▶ _PROBLEM TO WORK ON_:
Leave out all pictures and retype exactly the lines from the one with "Locate the wristwatch, placing" through the last line of the material.

▶ _RAW DATA_:
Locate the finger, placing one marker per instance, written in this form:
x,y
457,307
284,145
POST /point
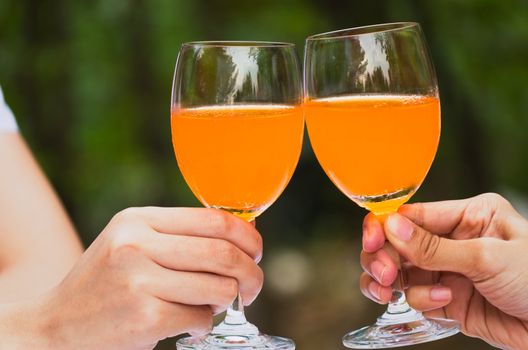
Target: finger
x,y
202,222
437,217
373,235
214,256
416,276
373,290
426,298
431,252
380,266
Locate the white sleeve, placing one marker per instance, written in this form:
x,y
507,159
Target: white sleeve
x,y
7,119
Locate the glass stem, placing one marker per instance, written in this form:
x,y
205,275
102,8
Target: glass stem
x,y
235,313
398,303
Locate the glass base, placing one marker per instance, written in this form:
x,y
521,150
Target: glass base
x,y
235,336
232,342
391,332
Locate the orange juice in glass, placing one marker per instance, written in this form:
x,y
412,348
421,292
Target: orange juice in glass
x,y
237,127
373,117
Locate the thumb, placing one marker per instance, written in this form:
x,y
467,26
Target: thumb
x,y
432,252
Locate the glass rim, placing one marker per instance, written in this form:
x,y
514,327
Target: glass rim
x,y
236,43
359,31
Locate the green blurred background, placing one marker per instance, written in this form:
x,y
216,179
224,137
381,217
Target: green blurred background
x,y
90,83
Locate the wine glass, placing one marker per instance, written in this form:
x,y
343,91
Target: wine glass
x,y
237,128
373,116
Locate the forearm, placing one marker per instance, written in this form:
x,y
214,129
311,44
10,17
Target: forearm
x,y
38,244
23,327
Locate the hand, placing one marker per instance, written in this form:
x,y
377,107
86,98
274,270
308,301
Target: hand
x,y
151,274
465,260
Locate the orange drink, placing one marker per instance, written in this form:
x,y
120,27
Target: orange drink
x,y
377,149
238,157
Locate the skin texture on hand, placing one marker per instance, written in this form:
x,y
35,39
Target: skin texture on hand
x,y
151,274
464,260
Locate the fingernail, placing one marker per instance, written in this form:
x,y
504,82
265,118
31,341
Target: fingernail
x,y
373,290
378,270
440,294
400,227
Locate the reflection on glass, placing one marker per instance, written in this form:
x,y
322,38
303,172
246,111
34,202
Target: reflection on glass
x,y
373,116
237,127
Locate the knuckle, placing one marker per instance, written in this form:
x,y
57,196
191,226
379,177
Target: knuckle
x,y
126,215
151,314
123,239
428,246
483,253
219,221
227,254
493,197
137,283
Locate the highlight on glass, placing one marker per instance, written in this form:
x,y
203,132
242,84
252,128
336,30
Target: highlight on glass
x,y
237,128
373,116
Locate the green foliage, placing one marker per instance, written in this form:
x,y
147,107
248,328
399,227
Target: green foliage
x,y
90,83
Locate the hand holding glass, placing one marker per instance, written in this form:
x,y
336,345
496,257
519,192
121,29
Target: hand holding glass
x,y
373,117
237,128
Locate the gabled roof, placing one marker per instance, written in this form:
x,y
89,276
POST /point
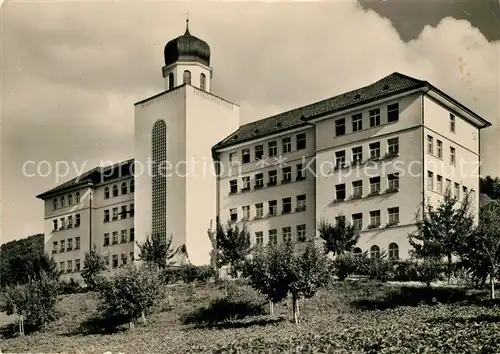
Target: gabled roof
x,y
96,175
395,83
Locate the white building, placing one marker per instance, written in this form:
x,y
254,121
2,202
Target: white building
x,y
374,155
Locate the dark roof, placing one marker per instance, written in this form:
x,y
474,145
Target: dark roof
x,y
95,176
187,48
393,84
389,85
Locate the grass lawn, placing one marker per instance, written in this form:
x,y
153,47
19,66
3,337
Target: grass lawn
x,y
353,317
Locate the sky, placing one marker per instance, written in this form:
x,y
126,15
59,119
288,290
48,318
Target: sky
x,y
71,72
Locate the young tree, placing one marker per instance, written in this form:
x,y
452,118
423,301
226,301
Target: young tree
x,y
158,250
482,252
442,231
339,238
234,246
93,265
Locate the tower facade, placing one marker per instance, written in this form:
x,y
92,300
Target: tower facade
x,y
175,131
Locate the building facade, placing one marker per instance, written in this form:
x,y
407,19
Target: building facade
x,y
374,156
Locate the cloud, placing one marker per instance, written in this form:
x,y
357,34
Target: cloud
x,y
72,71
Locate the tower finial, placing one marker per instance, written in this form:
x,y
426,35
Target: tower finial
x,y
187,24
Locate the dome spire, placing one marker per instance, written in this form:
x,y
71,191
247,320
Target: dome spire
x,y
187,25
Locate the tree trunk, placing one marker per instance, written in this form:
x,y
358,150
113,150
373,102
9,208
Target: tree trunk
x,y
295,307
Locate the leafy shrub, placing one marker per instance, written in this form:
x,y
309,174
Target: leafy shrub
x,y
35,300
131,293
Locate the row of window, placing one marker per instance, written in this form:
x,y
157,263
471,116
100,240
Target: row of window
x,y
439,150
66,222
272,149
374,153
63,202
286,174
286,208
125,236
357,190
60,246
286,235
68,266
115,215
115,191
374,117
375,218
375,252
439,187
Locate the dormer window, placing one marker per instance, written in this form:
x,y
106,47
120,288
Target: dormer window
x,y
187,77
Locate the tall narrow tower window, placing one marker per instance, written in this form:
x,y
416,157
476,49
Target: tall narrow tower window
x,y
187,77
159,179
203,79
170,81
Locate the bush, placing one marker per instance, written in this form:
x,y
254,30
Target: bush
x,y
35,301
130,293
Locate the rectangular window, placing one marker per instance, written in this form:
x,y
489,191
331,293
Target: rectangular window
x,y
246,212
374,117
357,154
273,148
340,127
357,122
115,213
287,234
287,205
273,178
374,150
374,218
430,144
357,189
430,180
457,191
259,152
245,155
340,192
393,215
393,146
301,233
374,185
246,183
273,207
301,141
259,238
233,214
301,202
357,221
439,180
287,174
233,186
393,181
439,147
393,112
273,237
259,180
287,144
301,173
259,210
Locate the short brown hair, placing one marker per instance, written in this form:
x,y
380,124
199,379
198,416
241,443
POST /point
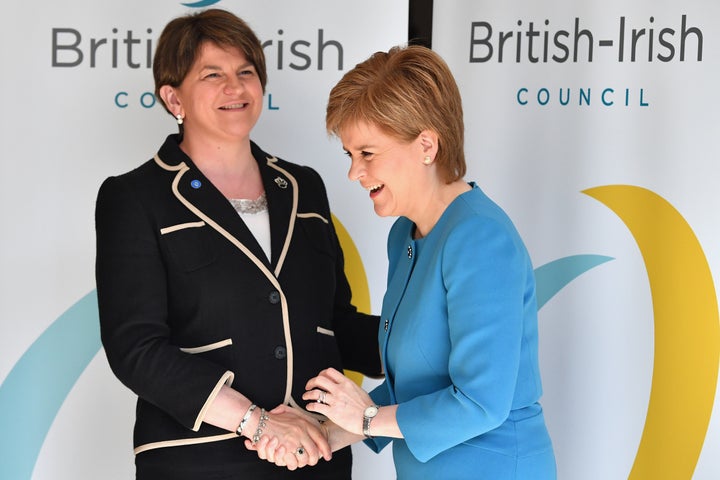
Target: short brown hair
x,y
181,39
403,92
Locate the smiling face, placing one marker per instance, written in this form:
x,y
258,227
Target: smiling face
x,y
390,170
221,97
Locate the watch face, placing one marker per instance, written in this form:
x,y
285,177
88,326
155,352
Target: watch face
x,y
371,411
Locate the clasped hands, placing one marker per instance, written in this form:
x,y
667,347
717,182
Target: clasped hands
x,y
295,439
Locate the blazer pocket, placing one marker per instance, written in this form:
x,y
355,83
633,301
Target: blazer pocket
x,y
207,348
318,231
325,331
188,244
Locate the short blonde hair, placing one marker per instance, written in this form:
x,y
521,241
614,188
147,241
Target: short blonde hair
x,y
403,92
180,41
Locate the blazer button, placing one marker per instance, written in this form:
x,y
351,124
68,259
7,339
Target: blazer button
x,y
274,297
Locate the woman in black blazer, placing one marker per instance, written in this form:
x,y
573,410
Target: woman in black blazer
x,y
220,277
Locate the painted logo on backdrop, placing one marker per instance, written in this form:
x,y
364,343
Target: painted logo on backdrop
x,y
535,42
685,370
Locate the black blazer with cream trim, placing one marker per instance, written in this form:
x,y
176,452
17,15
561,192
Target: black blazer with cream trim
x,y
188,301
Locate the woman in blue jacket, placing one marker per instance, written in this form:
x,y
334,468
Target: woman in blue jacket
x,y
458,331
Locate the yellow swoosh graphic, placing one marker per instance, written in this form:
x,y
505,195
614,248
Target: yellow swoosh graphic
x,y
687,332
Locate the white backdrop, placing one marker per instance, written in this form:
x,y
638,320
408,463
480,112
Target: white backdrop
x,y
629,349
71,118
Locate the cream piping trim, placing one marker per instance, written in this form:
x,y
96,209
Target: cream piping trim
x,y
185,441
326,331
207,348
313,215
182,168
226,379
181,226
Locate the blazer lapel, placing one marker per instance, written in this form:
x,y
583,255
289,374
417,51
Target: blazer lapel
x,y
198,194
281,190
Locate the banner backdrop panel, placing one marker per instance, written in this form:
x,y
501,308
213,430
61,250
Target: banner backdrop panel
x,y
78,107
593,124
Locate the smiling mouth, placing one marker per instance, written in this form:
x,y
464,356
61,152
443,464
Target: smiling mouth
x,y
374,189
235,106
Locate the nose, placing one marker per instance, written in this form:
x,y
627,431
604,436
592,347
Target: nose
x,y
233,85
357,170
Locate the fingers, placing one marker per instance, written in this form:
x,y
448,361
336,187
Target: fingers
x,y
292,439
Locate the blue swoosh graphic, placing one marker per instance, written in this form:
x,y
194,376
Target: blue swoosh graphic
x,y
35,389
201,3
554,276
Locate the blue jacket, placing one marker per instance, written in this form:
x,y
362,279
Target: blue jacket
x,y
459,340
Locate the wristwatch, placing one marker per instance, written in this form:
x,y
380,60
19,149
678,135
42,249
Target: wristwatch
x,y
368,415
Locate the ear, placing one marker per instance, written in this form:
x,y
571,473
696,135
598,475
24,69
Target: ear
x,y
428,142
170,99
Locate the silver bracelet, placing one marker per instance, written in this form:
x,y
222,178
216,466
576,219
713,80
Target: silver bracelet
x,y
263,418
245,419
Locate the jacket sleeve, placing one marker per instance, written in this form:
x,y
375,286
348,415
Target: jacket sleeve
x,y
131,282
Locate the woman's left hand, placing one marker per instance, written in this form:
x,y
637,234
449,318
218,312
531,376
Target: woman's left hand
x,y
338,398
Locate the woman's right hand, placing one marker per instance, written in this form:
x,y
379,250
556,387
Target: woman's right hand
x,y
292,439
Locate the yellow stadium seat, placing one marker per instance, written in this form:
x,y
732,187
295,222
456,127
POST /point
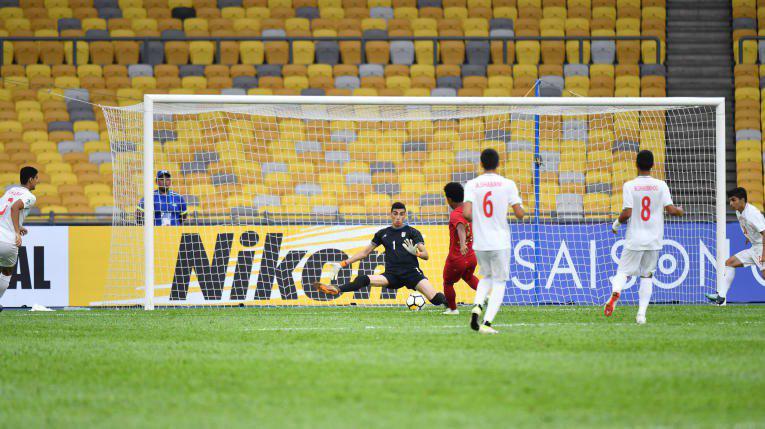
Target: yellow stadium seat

▶ _THE COMPLETED TASK_:
Locate the wristwatch, placing one marker per instance, written in this form:
x,y
380,60
19,149
678,135
42,249
Target: wristwatch
x,y
368,415
Locate the ear, placing one marker per instance, written in this form:
x,y
571,473
696,135
598,475
24,69
Target: ear
x,y
428,142
170,99
Locate the silver bracelet, placing one marker per instance, written in this form:
x,y
222,178
216,466
576,219
713,80
Target: silver bracelet
x,y
263,418
245,419
Locate the jacket sleeve, placing one marker per instance, written in this form:
x,y
375,286
348,415
Target: jacket sleeve
x,y
131,282
Locate the woman's left hand, placing one marker per instance, written in this form:
x,y
637,234
449,318
218,312
531,376
Target: woman's left hand
x,y
338,398
Locate the woman's right hand, placing one marker per instance, written in this form:
x,y
379,250
556,387
Target: woman's right hand
x,y
292,439
Locate the yellow stadium seat, placing one marker per instance, written in this form:
x,y
732,187
295,222
456,127
POST /point
Target: yellow stadium seat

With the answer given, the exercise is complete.